REQUIRED TASKS
1. Translate this sentence from the Marriott interview into Spanish: "The media were pegging either Hyatt Hotels Corp., or a Chinese hotel company, as the eventual buyer, but in the end, it was Marriott."
2. Retype the part of the Marriott interview that begins at the words "RH: On the point" and stops after "keep it confidential.".
3. In the Marriott interview, what reason does Hoffman give for why Marriott was supposed to keep the deal confidential?

SOURCE PASSAGE
%%
Marriott's EVP of M&A discusses Starwood deal, what it means for the industry

The eventual acquisition of Starwood Hotels & Resorts Worldwide was not a shock. For months, there was rampant speculation that a sale of the company was imminent. The eventual buyer, however, was a surprise. When Marriott International ponied up $12.2 billion to buy the company, inclusive of brands, real estate and management contracts, many were left saying: "Where did they come from?"

The media were pegging either Hyatt Hotels Corp., or a Chinese hotel company, as the eventual buyer, but in the end, it was Marriott.

Rick Hoffman, Marriott International's EVP of mergers, acquisitions and business development, had a huge hand in the deal. We talked to him about the ins and outs of the deal, its ramifications for Marriott and its overall impact on the hotel industry.

HM: How did you keep this deal so under the lid?

RH: On the point of how we kept it confidential, we worked hard at doing that. Our responsibility is not to talk about things. We work hard to keep things secret; we signed a nondisclosure agreement, so we're supposed to keep it confidential, as is the other side. Obviously, we can't control speculation and, to some extent, I guess we were lucky that nobody was speculating it would be us. We just keep our noses to the grindstone and know how to keep our mouths shut and, fortunately, we were able to complete it before anybody started talking about that. In this kind of deal, it really is helpful to work in an environment where you're not addressing rumors about it from our side. It's important for us to keep it confidential. 

Why did you make the deal? What's the upside?
%%
RAW DATA
%%
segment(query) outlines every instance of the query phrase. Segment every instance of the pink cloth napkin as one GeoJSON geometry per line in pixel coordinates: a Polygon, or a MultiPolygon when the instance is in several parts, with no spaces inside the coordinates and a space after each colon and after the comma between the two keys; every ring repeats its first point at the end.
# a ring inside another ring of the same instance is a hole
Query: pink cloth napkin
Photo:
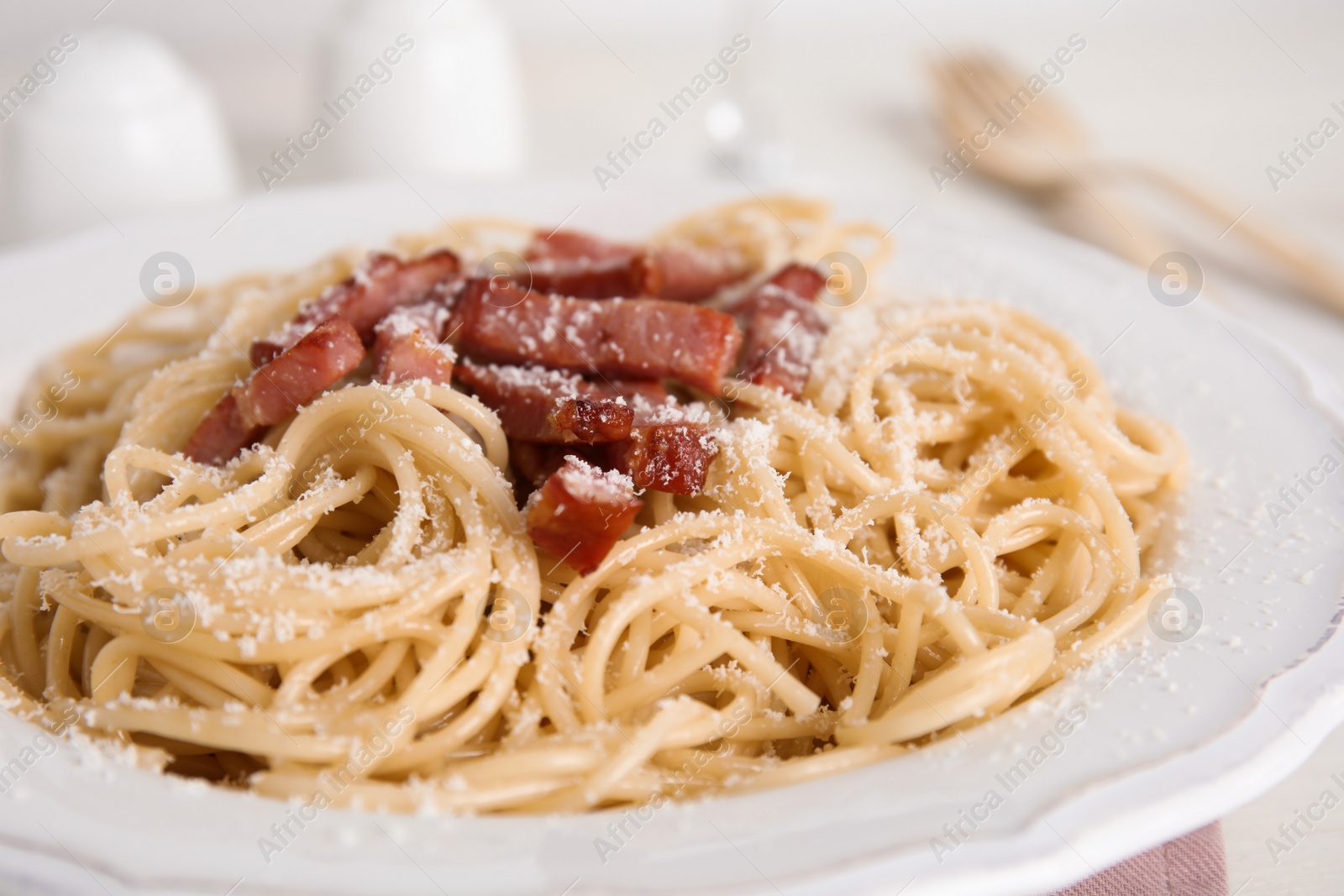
%%
ANSWERS FOR THE TASKS
1. Los medios señalaban a Hyatt Hotels Corp. o a una empresa hotelera china como el comprador definitivo, pero al final fue Marriott.

2.
RH: On the point of how we kept it confidential, we worked hard at doing that. Our responsibility is not to talk about things. We work hard to keep things secret; we signed a nondisclosure agreement, so we're supposed to keep it confidential, as is the other side. Obviously, we can't control speculation and, to some extent, I guess we were lucky that nobody was speculating it would be us. We just keep our noses to the grindstone and know how to keep our mouths shut and, fortunately, we were able to complete it before anybody started talking about that. In this kind of deal, it really is helpful to work in an environment where you're not addressing rumors about it from our side. It's important for us to keep it confidential.

3. Marriott had signed a nondisclosure agreement, so it was obligated to keep the deal confidential. The other side was under the same obligation.